# USING THE INFORMATION
- 1) Name every type of case that the passage on social media in lawsuits says this happens in every day in New York.
- 2) Print the part of the passage on social media in lawsuits starting with "As an example, if" and going on through "you are wrong.", unchanged.
- 3) Proceed with the passage on social media in lawsuits, picking up right after its final sentence.

# TEXT SECTION

= Beginning of Section =

During a pretrial question-and-answer session, known as a deposition, the defense attorney will ask you hundreds upon hundreds of questions about how your incident happened. He will then ask you what injuries you suffered as a result of your incident. He will then ask detailed questions about what you are no longer able to do since the time of your injury.
What you limited from doing?
And then, he might even ask very specific questions based upon the results of his detailed investigation.
As an example, if after your incident you posted pictures mountain climbing and hiking, he might ask you what type of activities you are no longer able to do today. If you claim that you are limited in what you can do, he might ask you whether you can go mountain climbing. If you answer no, he will confirm and lock in that testimony so that you can no longer wiggle out of it.
Once you have confirmed multiple times that you were physically incapable of doing any type of mountain climbing and have not done any mountain climbing since before your injury, that is when he will spring the results of his social media investigation on you.
He will then ask you to explain how it's possible that you are mountain hiking after suffering your injury when you just told him minutes ago that this is one activity that you claimed you could not do.
If you think this is the exception, you are wrong.
This happens every day in accident cases, medical malpractice cases and even wrongful death cases here in the state of New York.
Using social media is just one tool the defense uses to try and show that you're being less than truthful.
The instructions we give our clients are clear-cut and simple.
Just stop posting to social media! STOP IT!
Not to Facebook. Not to Twitter. Not to LinkedIn. Not to Instagram, not to snapshot, not to google plus or any other social media currently in use today. Our fascination with posting updates of what we do on a daily basis has for many, become an addiction.
However, when it comes to a lawsuit where you are seeking compensation because of someone else's negligence, your credibility is everything in your case. Once you have destroyed your credibility, you run the very real risk that you will have destroyed your case and a jury will simply not believe a word of what you have said.
Here's another example of someone who destroyed their own case...
The case involved a woman who suffered a significant injury to her foot as a result of improper medical care. The case took three years before coming up for trial. The trial attorney, who was different than the attorney who handled the case up to trial, did his own online search and found photographs of this woman on Facebook hiking through the mountains.

= End of Section =

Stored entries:
= Beginning of Section =

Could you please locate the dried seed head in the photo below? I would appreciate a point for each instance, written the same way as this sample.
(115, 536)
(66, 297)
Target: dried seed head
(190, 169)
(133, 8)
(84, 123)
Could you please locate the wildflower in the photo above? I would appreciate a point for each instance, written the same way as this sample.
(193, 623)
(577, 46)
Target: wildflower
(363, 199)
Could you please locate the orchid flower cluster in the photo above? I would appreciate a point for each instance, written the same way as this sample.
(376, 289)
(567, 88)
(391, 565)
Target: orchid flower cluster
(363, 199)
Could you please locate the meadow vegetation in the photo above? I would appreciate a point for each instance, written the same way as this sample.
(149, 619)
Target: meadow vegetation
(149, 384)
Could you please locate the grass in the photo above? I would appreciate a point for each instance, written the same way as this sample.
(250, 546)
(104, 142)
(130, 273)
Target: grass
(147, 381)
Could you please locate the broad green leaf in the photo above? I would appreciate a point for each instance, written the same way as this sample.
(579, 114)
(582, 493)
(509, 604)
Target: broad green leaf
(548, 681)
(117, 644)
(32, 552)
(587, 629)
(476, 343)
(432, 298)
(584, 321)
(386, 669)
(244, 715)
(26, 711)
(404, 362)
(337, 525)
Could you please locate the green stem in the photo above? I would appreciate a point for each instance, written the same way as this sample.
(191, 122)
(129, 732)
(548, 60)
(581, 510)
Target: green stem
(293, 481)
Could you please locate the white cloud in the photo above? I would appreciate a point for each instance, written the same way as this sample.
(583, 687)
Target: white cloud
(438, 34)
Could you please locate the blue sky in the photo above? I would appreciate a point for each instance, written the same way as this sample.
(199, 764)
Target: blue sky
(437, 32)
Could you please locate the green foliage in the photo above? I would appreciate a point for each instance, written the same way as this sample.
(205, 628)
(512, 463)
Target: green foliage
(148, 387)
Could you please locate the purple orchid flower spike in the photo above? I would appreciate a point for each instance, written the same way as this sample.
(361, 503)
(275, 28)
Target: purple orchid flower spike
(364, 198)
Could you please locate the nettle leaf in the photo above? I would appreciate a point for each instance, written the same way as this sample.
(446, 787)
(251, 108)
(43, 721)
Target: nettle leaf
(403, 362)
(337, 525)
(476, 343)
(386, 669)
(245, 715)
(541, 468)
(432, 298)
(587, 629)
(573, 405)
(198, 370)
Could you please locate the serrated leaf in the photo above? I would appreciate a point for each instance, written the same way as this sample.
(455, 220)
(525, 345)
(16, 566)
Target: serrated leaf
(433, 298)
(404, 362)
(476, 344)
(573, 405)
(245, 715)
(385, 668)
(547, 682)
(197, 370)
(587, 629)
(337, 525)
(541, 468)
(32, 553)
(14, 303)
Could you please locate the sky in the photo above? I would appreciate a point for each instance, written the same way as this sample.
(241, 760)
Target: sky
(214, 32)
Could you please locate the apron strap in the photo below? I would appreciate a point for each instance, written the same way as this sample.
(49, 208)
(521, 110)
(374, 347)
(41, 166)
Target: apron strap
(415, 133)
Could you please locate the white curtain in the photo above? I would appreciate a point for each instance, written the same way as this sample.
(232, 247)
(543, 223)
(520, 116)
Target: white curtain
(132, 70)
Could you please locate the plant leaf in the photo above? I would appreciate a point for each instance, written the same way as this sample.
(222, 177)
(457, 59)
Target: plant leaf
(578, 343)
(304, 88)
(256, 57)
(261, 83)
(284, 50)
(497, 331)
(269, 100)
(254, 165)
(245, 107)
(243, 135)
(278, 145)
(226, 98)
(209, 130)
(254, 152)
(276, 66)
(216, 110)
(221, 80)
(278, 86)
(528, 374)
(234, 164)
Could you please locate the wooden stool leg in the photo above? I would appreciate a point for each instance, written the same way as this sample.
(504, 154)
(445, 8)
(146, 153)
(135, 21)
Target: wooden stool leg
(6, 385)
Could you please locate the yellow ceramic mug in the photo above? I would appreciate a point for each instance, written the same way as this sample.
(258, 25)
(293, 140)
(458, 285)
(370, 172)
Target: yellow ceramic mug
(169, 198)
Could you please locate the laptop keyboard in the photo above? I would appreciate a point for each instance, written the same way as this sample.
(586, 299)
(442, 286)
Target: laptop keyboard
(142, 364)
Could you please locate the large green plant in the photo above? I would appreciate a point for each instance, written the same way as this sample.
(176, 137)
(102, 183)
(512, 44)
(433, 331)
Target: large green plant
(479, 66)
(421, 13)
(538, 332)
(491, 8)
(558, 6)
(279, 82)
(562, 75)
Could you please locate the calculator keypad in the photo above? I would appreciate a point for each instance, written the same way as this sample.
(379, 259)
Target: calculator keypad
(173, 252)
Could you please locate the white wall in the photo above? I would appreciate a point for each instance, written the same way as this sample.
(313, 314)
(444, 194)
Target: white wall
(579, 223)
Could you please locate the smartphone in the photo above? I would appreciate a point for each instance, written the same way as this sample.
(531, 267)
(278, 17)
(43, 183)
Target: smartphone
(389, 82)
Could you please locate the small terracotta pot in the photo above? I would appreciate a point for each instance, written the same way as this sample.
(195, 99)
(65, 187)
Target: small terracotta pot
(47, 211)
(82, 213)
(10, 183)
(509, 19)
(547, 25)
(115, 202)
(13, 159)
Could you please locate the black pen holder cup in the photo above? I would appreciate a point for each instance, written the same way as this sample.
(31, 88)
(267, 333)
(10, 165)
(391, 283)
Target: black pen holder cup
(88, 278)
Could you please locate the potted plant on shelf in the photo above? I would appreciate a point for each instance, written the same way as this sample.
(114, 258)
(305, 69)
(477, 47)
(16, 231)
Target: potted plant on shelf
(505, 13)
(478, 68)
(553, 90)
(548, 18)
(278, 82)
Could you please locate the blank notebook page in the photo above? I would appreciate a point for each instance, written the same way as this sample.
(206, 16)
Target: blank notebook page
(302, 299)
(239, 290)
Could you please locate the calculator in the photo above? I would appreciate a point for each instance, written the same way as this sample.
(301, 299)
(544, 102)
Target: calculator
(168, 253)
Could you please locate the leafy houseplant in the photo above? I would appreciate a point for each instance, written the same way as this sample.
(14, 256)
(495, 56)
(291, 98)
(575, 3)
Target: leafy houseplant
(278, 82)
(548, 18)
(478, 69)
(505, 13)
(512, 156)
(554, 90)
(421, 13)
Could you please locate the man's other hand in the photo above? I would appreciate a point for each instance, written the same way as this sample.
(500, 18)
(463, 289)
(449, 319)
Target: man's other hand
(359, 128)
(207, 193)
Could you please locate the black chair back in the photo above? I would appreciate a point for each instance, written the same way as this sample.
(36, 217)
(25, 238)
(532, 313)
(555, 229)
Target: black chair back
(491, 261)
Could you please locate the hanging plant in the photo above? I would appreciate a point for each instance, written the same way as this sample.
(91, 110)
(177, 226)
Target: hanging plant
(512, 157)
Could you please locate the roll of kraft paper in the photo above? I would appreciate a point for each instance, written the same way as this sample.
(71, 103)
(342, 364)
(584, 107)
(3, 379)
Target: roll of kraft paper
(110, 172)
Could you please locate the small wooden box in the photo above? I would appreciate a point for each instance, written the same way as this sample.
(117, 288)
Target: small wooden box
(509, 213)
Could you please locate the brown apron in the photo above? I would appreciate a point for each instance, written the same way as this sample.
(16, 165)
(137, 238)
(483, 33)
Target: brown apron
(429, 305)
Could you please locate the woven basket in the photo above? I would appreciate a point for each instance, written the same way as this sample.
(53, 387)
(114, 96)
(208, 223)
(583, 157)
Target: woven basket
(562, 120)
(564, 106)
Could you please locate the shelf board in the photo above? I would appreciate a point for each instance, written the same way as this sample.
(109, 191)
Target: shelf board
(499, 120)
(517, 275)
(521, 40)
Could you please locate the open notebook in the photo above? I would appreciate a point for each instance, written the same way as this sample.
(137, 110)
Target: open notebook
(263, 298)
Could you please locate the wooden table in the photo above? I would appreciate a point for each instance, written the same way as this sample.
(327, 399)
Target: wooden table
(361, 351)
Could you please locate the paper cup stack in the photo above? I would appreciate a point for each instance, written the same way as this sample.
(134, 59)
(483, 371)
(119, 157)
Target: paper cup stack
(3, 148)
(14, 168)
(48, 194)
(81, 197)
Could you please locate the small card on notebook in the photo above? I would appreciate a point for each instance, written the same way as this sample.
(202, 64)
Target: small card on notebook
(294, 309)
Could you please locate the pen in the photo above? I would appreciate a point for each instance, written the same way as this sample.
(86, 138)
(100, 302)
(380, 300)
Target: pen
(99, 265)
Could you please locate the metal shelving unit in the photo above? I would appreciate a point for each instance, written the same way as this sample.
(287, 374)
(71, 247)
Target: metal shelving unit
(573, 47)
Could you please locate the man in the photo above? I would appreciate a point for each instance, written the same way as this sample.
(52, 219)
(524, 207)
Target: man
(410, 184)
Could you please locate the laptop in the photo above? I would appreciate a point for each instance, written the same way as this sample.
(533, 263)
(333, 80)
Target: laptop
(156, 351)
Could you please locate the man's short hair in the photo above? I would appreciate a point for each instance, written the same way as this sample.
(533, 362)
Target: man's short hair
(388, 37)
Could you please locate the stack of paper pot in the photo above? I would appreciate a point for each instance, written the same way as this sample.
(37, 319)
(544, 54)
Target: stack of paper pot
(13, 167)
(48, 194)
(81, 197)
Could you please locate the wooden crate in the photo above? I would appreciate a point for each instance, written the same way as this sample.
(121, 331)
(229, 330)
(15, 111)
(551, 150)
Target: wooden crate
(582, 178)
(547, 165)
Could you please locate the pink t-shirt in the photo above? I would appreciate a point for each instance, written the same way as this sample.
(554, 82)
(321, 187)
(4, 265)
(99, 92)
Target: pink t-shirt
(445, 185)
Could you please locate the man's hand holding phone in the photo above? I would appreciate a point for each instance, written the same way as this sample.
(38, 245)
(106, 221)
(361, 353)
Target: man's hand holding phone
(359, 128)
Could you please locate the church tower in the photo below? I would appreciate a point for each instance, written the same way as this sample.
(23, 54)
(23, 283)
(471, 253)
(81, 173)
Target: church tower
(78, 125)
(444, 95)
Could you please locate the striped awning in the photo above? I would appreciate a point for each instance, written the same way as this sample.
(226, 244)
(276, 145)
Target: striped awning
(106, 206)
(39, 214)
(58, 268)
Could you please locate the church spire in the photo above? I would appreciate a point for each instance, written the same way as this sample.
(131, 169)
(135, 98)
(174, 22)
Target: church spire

= End of Section =

# RESPONSES PER TASK
- 1) accident cases, medical malpractice cases, wrongful death cases

- 2)
As an example, if after your incident you posted pictures mountain climbing and hiking, he might ask you what type of activities you are no longer able to do today. If you claim that you are limited in what you can do, he might ask you whether you can go mountain climbing. If you answer no, he will confirm and lock in that testimony so that you can no longer wiggle out of it.
Once you have confirmed multiple times that you were physically incapable of doing any type of mountain climbing and have not done any mountain climbing since before your injury, that is when he will spring the results of his social media investigation on you.
He will then ask you to explain how it's possible that you are mountain hiking after suffering your injury when you just told him minutes ago that this is one activity that you claimed you could not do.
If you think this is the exception, you are wrong.

- 3)
So what's the big deal you ask?
The big deal is that this woman claimed she was unable to walk on her feet and do any type of physical activity.
During the course of the discovery phase of a lawsuit, the defense had not yet learned of this photograph or this information on Facebook. They clearly had not questioned her about this Facebook posting, but it was clear to the trial attorney that by now they would have done their Internet search and located this information.
Instead of establishing a credibility problem during her pretrial testimony, they would definitely use it during the course of trial.
This was one reason the attorney chose to withdraw from the case in addition to the fact that his medical expert was no longer able to justify she had a valid case.
The bottom line is that if you suffered an injury here in New York and have chosen to hire an attorney and bring a lawsuit on your behalf, under no circumstance should you be posting anything to social media about your incident, your injuries and how the injuries have affected you and your daily activities. If you fail to listen to this simple basic instruction, you run a significant risk that you will destroy your own case.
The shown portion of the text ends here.